> _Task brief_: Collect all lines from the records below that include the word "york".
** Opening Given records block **
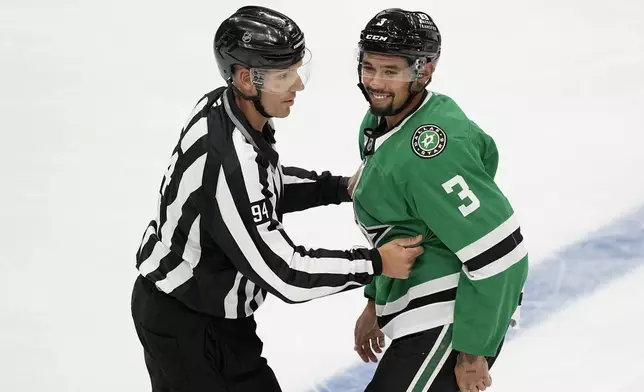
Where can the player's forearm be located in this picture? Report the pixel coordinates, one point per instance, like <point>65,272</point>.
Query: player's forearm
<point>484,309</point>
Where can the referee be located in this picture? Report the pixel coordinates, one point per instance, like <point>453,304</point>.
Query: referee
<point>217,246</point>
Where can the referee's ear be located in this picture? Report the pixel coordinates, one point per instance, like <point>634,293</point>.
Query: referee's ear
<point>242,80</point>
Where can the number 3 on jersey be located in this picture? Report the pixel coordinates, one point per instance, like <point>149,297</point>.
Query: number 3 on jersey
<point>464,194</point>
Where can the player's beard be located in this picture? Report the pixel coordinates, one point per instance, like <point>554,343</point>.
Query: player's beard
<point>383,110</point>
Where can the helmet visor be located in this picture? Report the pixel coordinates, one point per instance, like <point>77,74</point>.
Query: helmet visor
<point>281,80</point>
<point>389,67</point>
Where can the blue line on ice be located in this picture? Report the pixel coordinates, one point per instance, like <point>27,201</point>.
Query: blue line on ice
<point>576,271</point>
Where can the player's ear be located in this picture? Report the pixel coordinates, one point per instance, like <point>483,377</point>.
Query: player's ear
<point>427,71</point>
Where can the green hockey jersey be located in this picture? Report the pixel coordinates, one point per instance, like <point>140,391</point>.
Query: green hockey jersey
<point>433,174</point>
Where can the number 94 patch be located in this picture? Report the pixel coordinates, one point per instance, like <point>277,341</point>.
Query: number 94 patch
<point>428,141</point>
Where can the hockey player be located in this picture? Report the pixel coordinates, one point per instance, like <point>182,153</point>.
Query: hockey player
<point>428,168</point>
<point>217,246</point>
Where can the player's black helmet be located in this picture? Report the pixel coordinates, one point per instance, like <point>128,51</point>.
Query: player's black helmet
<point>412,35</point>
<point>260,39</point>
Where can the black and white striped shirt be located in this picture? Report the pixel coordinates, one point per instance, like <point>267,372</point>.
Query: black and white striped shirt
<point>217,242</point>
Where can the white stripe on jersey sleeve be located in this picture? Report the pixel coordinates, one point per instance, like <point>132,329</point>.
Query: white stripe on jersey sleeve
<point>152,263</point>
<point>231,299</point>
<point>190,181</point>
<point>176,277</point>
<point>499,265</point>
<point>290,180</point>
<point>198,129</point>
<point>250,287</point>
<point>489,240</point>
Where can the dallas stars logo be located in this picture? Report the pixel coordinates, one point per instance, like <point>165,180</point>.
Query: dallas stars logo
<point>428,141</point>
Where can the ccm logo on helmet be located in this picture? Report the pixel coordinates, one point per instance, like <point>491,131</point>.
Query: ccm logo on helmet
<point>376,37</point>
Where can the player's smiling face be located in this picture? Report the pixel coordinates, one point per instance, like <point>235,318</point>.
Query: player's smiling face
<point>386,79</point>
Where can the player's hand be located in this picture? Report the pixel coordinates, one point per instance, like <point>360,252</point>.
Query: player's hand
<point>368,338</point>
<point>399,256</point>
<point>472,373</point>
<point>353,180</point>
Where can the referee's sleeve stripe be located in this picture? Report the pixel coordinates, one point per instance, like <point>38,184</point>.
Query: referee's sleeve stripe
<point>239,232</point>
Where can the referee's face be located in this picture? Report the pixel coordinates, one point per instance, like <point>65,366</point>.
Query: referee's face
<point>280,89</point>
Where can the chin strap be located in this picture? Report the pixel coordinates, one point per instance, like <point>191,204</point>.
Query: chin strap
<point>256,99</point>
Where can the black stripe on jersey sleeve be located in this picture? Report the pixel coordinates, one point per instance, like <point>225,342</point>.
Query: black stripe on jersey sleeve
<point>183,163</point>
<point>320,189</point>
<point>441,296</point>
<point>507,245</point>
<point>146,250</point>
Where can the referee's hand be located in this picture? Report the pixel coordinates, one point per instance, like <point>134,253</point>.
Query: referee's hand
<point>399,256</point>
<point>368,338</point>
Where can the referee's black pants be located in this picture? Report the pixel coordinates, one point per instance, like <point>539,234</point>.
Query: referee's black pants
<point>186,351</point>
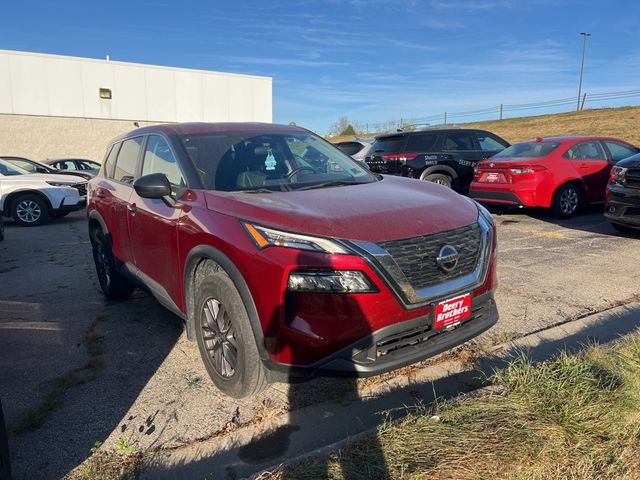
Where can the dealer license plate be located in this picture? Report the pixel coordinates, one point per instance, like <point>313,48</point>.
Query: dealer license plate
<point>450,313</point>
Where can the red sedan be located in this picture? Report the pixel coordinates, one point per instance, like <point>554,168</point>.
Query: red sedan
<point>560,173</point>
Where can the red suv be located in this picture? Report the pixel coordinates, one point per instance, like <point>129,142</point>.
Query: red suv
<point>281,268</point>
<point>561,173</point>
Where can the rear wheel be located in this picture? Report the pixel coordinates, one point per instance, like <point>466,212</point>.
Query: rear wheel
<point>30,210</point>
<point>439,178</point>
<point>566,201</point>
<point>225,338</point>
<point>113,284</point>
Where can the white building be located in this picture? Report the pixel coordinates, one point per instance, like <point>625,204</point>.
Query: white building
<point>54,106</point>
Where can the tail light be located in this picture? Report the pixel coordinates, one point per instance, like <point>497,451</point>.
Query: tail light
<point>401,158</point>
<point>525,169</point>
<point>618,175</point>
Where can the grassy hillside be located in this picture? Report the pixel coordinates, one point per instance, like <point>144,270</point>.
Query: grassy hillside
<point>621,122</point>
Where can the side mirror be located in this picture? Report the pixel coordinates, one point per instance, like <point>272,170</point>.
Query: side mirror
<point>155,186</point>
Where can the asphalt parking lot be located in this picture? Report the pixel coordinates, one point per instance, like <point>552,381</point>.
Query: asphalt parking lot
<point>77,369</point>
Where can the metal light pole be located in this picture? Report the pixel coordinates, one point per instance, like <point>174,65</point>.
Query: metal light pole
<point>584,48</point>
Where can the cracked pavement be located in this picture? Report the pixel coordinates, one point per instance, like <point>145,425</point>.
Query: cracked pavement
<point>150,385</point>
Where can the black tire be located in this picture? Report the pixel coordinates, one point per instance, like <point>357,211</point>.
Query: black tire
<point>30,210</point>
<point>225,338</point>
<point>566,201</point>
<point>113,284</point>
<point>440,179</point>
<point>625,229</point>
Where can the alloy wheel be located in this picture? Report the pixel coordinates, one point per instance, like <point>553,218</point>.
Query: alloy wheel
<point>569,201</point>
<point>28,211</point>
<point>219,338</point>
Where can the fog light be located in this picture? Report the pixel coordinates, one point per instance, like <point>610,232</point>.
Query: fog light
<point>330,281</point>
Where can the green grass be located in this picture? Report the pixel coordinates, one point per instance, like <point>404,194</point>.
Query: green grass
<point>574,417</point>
** Closing Given records block **
** Opening Given records block **
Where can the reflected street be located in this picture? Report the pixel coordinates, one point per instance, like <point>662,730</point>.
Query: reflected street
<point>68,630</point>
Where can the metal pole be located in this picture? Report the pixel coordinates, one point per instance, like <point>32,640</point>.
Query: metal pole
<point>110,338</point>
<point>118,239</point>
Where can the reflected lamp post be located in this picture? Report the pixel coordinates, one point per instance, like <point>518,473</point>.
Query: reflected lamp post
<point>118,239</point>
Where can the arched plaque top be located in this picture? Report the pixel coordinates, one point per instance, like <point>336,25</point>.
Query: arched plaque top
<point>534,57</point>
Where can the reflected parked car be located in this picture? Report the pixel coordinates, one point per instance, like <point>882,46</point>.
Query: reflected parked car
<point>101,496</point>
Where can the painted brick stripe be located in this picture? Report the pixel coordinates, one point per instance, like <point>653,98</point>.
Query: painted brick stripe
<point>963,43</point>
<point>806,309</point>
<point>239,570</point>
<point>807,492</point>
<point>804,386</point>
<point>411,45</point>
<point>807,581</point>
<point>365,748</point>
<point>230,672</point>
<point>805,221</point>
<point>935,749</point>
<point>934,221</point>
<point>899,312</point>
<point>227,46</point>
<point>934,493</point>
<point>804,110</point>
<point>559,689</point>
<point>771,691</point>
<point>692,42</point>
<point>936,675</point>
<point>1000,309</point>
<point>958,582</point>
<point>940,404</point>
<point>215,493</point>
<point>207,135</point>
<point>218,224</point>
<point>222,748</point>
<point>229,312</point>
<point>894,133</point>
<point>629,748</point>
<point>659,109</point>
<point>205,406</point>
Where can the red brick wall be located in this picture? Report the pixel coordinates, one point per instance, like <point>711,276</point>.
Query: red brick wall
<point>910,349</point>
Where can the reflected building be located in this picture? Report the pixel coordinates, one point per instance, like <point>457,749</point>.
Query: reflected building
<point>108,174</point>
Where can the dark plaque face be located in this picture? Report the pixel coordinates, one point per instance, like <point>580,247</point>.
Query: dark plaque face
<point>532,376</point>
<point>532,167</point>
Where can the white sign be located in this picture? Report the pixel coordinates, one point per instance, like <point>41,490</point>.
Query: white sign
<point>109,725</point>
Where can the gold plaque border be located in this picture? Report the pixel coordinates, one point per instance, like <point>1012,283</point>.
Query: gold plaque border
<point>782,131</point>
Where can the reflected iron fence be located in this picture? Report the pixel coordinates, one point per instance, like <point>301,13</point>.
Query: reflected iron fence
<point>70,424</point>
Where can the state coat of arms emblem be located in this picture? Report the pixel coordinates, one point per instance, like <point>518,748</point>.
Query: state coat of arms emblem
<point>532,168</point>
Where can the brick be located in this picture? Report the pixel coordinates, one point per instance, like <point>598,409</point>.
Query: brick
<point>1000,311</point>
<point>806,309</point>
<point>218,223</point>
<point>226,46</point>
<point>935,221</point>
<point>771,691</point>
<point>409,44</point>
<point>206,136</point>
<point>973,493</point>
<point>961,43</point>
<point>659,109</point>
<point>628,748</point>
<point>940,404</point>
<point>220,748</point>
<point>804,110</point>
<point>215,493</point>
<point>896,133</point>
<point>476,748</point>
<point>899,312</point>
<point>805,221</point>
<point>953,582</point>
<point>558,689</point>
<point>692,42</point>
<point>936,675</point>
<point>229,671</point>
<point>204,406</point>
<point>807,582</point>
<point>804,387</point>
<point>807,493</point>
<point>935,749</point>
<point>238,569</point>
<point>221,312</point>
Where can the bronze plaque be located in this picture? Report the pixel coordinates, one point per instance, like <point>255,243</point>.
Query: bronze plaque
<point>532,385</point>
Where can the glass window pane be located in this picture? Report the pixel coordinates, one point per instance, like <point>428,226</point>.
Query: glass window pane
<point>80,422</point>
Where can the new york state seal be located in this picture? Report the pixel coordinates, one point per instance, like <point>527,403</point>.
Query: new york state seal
** Closing Given records block **
> _Output for this task_:
Where can the new york state seal be located in this picture? Report the pixel coordinates, one point per instance, like <point>527,403</point>.
Query: new york state seal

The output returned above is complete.